BEGIN Data excerpts

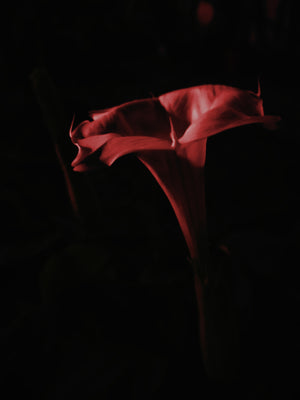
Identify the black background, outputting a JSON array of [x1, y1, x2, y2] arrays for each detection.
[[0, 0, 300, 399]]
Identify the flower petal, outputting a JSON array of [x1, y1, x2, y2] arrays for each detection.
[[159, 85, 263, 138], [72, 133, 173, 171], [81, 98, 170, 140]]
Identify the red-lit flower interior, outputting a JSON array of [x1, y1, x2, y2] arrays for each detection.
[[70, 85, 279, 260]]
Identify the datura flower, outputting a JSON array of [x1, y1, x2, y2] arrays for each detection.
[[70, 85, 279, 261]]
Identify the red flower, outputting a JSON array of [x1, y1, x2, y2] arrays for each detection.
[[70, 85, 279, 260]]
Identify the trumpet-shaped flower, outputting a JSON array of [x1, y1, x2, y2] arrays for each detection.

END Data excerpts
BEGIN Data excerpts

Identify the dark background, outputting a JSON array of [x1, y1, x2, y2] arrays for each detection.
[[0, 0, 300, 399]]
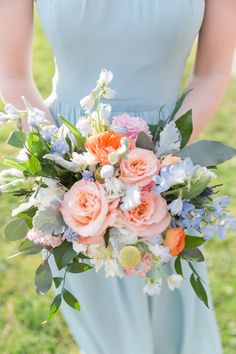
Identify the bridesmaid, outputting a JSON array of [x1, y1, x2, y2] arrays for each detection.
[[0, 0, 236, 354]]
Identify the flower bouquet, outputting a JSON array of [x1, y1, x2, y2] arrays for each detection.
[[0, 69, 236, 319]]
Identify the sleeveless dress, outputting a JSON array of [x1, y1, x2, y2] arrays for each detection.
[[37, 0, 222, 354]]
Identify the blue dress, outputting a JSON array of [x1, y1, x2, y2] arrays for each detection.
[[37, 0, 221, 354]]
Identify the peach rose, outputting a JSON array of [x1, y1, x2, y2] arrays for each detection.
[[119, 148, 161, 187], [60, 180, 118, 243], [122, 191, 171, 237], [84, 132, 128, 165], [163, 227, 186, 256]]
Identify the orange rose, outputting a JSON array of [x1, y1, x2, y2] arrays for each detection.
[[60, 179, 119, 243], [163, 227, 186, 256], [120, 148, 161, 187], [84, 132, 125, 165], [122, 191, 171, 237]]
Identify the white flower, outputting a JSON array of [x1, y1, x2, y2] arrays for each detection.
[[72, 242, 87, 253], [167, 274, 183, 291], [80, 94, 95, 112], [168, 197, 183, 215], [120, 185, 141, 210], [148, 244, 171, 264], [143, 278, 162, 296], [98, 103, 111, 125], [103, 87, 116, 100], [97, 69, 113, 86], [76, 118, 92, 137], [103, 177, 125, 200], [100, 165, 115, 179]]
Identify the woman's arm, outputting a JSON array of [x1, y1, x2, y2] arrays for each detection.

END Data excerpts

* _Instruction_:
Set out the part of the items above that opens with the line containing "Identify the red flower, outputting" and closes with the line containing "Identify the trumpet-shaped" as a numbered list, both of those lines included and any blank lines skipped.

* _Solution to this problem_:
1. Identify the red flower, outputting a JSON array of [x1, y1, x2, y2] arrays for each detection.
2. [[70, 85, 279, 260]]
3. Identify the trumpet-shaped flower, outputting a JSON array of [x1, y1, x2, y2] arrays for each detection.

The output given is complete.